### What the exercise asks
Retype the data below without altering anything.

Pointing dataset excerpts

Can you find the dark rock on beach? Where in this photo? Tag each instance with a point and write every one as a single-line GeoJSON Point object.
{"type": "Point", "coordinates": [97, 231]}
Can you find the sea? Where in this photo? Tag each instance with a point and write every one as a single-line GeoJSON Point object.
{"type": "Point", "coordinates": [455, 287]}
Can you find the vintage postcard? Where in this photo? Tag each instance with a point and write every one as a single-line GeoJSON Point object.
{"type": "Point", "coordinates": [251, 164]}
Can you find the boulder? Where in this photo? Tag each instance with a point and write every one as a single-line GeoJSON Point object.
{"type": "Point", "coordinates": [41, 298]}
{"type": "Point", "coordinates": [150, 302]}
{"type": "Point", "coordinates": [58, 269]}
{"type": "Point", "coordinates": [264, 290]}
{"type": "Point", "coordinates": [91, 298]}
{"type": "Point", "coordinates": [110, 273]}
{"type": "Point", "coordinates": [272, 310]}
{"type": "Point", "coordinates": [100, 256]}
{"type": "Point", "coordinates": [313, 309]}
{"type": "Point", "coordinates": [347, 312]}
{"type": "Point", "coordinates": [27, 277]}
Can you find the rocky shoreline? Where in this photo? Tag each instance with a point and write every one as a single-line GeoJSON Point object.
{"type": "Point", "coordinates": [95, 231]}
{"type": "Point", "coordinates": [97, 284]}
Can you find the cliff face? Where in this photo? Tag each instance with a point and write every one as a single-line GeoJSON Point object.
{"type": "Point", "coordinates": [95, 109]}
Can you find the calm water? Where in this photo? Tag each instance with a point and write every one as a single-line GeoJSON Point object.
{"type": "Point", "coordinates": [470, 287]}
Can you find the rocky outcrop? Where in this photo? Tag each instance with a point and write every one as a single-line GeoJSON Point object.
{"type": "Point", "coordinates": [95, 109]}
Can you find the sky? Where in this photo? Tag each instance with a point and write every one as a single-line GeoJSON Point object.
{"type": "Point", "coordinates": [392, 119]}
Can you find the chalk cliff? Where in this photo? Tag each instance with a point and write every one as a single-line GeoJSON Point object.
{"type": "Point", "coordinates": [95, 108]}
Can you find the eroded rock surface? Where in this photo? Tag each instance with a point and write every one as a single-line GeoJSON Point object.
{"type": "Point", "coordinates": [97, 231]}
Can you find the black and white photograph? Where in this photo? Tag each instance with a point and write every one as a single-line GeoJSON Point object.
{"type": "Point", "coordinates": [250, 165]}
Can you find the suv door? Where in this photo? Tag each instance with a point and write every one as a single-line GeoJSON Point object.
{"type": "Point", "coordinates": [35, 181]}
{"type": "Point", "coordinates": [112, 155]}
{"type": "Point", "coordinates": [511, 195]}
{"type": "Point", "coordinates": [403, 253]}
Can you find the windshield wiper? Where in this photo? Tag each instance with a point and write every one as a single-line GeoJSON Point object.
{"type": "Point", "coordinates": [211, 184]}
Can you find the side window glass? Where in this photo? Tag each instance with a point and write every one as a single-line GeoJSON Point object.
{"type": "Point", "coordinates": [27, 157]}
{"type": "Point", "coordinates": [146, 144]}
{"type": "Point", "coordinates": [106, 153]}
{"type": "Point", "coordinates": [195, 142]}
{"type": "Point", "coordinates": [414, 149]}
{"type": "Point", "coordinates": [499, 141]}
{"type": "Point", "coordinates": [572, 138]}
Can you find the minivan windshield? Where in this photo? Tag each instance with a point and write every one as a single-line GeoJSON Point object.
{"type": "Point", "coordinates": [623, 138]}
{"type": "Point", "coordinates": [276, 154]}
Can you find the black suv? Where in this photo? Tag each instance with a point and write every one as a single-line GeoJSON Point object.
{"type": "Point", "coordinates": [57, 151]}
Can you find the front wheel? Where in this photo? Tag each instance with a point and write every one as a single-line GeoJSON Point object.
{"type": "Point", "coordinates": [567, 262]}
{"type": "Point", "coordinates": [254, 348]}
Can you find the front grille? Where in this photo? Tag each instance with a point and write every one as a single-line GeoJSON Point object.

### Answer to the exercise
Can you find the dark rock on beach? Where in this photo? Tag each instance with a point and write every one as a single-line GeoJSON Point object.
{"type": "Point", "coordinates": [97, 231]}
Can you find the sea? Where in this photo? Tag each instance with a point and write every one as a single-line GeoJSON Point object.
{"type": "Point", "coordinates": [455, 287]}
Can you find the vintage postcard? Where in this photo? Tag each instance with a point and write every one as a single-line GeoJSON Point object.
{"type": "Point", "coordinates": [251, 164]}
Can you find the boulder? Where in this photo? Tag each instance with a point and write every one as a single-line GeoJSON Point object.
{"type": "Point", "coordinates": [41, 298]}
{"type": "Point", "coordinates": [150, 302]}
{"type": "Point", "coordinates": [58, 269]}
{"type": "Point", "coordinates": [264, 290]}
{"type": "Point", "coordinates": [91, 298]}
{"type": "Point", "coordinates": [110, 273]}
{"type": "Point", "coordinates": [272, 310]}
{"type": "Point", "coordinates": [100, 256]}
{"type": "Point", "coordinates": [313, 309]}
{"type": "Point", "coordinates": [347, 312]}
{"type": "Point", "coordinates": [27, 277]}
Can you find the rocky shoreline? Where in this photo? Tag each instance with a point and write every one as a single-line GeoJSON Point object.
{"type": "Point", "coordinates": [95, 231]}
{"type": "Point", "coordinates": [97, 284]}
Can you find the cliff face? Where in this photo? Tag each instance with a point and write every one as a single-line GeoJSON Point object.
{"type": "Point", "coordinates": [95, 109]}
Can you find the calm water? Where in this photo? Tag each instance with a point and write every one as a single-line GeoJSON Point object.
{"type": "Point", "coordinates": [470, 287]}
Can you find the rocky outcrop? Where in this photo? Tag each instance with a point and write every one as a single-line GeoJSON Point object.
{"type": "Point", "coordinates": [95, 109]}
Can you find the sky? Where in this photo? Tag each instance with a point and write every one as a single-line GeoJSON Point object.
{"type": "Point", "coordinates": [392, 119]}
Can you find the chalk cliff? Where in this photo? Tag each instance with a point and write every one as a single-line GeoJSON Point object.
{"type": "Point", "coordinates": [95, 108]}
Can you find the eroded rock surface? Where in this photo? Tag each instance with a point and write every one as a single-line GeoJSON Point object.
{"type": "Point", "coordinates": [97, 231]}
Can you find the black and white photograph? Where in this photo? Tag each instance with a point and write every one as a single-line GeoJSON Point object.
{"type": "Point", "coordinates": [250, 165]}
Can you find the suv door? Where in this photo? Tag each instance with a point and write every one as a single-line GeoJSON Point object.
{"type": "Point", "coordinates": [35, 181]}
{"type": "Point", "coordinates": [112, 155]}
{"type": "Point", "coordinates": [511, 195]}
{"type": "Point", "coordinates": [403, 253]}
Can you find the windshield wiper? Where in this photo? Tag each instance with a point and write every one as a single-line GeoJSON Point object.
{"type": "Point", "coordinates": [211, 184]}
Can you find the side window glass? Where in this photo? Tag each instance with a point and write every one as a single-line GeoJSON Point object.
{"type": "Point", "coordinates": [27, 157]}
{"type": "Point", "coordinates": [146, 144]}
{"type": "Point", "coordinates": [106, 153]}
{"type": "Point", "coordinates": [195, 142]}
{"type": "Point", "coordinates": [414, 149]}
{"type": "Point", "coordinates": [499, 141]}
{"type": "Point", "coordinates": [572, 138]}
Can you find the minivan windshield? Where in this photo? Tag each instance with a point and write every one as a single-line GeoJSON Point object.
{"type": "Point", "coordinates": [623, 138]}
{"type": "Point", "coordinates": [276, 154]}
Can you find the black suv? Where in this photo? Tag each instance with a point and write every one as a single-line GeoJSON Point object.
{"type": "Point", "coordinates": [57, 151]}
Can you find the front wheel? Where in this photo? Tag each instance with a point and write every one as a single-line GeoJSON Point object.
{"type": "Point", "coordinates": [567, 262]}
{"type": "Point", "coordinates": [254, 348]}
Can you find the front grille? Where in this photo? Tag each instance with a point and write every one as a single-line GeoJSON Point object.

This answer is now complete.